# Page excerpt:
---

You have been deceived!
There is a big chance your STBXW (soon to be ex-wife) was planing this for sometime, which mean she has been having an affair will before that, or at least was planing for that, she just wanted someone ready to take her to jump ships (Monkey Branch), it's up to you if you want to do some digging to find out when it started!

*Here is my advice:

Start with a plan!*
First don't expose yet, pick up the phone and have a talk with your lawyer, ask them if infidelity eliminates/effects alimony, remember in lots of states infidelity does effects alimony even if they are not a fault state!
If it does, immediately higher a PI on a weekend your wife goes out (the days you know she usually spends the night out) he will get proof of her infidelity that will stand up in court, you must tell the PI you need it for court!
If your lawyer tells you it doesn't effect alimony ask him if you can obtain proof of her infidelity for bargaining purpose, example: you will keep these evidence and not tell anyone and even sign an NDA with your/her lawyer if she agrees to eliminate alimony or at least takes a very low % (example: she takes %10 or lower of your base salary as alimony for a small number of fixed years)!

Ask your lawyer if you can secretly record your wife confession of her adultery on a voice recorder (one party consent) if yo can, get a VAR (voice activate recorder) like a Sony brand with a good memory stick (Walmart/BestBuy/Amazon have them, they are cheep), switch the recording and put it in your pocket and sit with your STBXW in a friendly manner and tell her your were thinking about what she said of being friends, but in order to do that you need to have a base of honesty, so ask her first when did she start checking out of the marriage and then ask her is this the time she started her affair, and how long ago did it start and when did she start having sex with her AP (Affair partner), and if she hooked up with him when she visited her family (get all the information you need as much as you can), then thank her for her honesty, tell her you need to digest the information and think about the friendship. So you have your PI and a confession from her!

Please understand, It's NOT OK to be friends with people who betray and deceive you!
like others said:


jlg07 said:


> she wants to be friends so that she can justify her cheating "SEE, he is still friends with me so it wasn't so bad".





Marc878 said:


> The ‘let’s be friends’ is typical cheater fare. It’s all for her not you. It helps her alleviate guilt. Be my friend while I have sex with my new boyfriend. Just in case it doesn’t work out she may need you as her plan B backup. Definition of friend - Loyal, honest and trustworthy. She’s not your friend.





farsidejunky said:


> It is also to assuage guilt. If she can remain friends, she can convince herself that she didn't hurt you as bad due to her affair.


If you don't care about alimony OR the bargaining tactic will not work, then immediately expose, don't wait!
Start telling your kids and her family what is going on (Your VAR recording can help as proof if she denies all wrong doing)

Beware! If you expose to every one (you should do it) there is a big possibility that her AP will drop her like a hot potato, because HE knows he will never be welcomed fully in her family and friends, and maybe the same for him, she will never be fully accepted in his family and friends, he will always have this bad image as a home wrecker, a man who went after a married woman, even your kids might not want anything to do with him (or even her), if he is smart, he will not want to be part of such relationship and environment where he is isolated and treated as a villain!

---

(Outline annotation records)

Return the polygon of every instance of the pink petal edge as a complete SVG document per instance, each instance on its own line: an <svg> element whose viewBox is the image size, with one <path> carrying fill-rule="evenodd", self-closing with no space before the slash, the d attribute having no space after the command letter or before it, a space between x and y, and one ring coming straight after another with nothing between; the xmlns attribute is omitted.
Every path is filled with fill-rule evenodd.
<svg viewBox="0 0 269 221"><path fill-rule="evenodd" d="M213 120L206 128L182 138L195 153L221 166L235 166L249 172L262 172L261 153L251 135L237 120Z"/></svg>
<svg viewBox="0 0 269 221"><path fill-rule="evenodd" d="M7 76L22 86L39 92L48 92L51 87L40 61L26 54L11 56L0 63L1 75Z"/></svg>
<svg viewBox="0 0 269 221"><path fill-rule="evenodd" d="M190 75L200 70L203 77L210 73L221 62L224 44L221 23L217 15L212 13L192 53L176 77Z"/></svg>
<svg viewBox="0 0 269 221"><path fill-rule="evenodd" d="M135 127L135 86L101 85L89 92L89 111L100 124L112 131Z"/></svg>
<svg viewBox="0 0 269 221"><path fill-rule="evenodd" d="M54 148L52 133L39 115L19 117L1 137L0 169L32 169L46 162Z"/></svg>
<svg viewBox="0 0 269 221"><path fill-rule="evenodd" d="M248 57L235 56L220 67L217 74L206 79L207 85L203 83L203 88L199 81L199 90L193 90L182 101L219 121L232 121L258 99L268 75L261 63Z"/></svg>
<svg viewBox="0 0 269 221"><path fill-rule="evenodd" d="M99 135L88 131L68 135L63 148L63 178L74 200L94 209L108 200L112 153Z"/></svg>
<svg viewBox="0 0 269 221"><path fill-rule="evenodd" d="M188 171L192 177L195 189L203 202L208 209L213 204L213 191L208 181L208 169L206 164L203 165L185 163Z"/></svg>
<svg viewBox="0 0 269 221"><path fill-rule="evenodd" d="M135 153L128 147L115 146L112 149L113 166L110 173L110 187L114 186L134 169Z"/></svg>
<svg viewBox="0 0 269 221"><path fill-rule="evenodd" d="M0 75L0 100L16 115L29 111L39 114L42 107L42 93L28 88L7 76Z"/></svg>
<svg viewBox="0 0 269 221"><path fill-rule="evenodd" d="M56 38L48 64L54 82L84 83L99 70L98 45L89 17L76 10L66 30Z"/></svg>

---

# What is needed:
Return the stretch of the forum post from "Start with a" through "of fixed years)!", copied word for word.

# Output for this exercise:
Start with a plan!*
First don't expose yet, pick up the phone and have a talk with your lawyer, ask them if infidelity eliminates/effects alimony, remember in lots of states infidelity does effects alimony even if they are not a fault state!
If it does, immediately higher a PI on a weekend your wife goes out (the days you know she usually spends the night out) he will get proof of her infidelity that will stand up in court, you must tell the PI you need it for court!
If your lawyer tells you it doesn't effect alimony ask him if you can obtain proof of her infidelity for bargaining purpose, example: you will keep these evidence and not tell anyone and even sign an NDA with your/her lawyer if she agrees to eliminate alimony or at least takes a very low % (example: she takes %10 or lower of your base salary as alimony for a small number of fixed years)!